→ **Task directions**
The required output is the line containing "Where can you find the laughing" and every line after it, transcribed exactly through the end of the data below.

→ **Input data**
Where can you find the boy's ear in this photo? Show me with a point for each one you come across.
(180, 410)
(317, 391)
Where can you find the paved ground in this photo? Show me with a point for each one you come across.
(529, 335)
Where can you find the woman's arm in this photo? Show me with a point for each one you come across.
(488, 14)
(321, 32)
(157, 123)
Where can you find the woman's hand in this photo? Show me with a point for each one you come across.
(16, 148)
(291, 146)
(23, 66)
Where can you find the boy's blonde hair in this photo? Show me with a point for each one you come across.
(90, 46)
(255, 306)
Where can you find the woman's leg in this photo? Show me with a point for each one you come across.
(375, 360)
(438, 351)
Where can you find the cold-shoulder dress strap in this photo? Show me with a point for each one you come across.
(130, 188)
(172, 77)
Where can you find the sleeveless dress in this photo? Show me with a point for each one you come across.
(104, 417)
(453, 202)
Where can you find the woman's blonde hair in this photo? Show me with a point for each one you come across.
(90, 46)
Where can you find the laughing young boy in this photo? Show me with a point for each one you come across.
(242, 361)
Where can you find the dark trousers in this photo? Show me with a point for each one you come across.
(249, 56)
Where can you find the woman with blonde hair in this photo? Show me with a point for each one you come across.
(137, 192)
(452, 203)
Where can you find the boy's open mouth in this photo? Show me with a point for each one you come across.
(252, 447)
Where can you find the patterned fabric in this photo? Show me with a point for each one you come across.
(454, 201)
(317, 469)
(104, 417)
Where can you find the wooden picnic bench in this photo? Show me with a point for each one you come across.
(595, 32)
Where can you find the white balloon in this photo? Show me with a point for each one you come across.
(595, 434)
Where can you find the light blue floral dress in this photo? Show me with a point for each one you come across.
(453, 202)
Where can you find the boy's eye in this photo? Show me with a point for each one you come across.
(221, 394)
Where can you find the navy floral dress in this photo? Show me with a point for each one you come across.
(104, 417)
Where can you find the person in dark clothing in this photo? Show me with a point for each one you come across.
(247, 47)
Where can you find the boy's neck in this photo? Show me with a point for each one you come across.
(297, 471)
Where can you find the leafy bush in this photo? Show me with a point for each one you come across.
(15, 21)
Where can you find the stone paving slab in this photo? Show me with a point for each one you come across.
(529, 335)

→ **Output for this task**
Where can you find the laughing young boy in this photo? Show me with a point for each one you come across.
(242, 361)
Where can you find the dark trousers in this photo? Show me with a point for each one you come across.
(249, 56)
Where can you find the woman with blonde hair in this photo? Show me with a point for each one you come across.
(137, 192)
(452, 203)
Where can you find the boy's open mouth in this photo? Show me with a point for each one you come across.
(252, 447)
Where can you find the patterned fabric in this photo? Show me with a point for each one you come across.
(454, 201)
(317, 469)
(104, 417)
Where can you find the wooden picnic bench in this photo? Show me with a point for each one you come across.
(595, 32)
Where can you find the white balloon in this photo? Show me with a point for each one you come across.
(595, 434)
Where can you find the light blue floral dress in this photo? Show me with a point for each one you come across.
(453, 202)
Where can you find the boy's eye in this photo? Show me with a point for each one you come across.
(221, 394)
Where can you find the navy floral dress in this photo? Show me with a point for each one you come across.
(104, 417)
Where can you find the person in dark clothing in this photo? Show me with a point for each one you come across.
(247, 47)
Where can you find the boy's neck in this photo? Show me with a point for each one you come across.
(297, 471)
Where can you find the leafy bush in this photo? Show me with a point for each one you come across.
(15, 21)
Where can you find the stone paving slab in this photo? Show me with a point for each one you come across.
(529, 335)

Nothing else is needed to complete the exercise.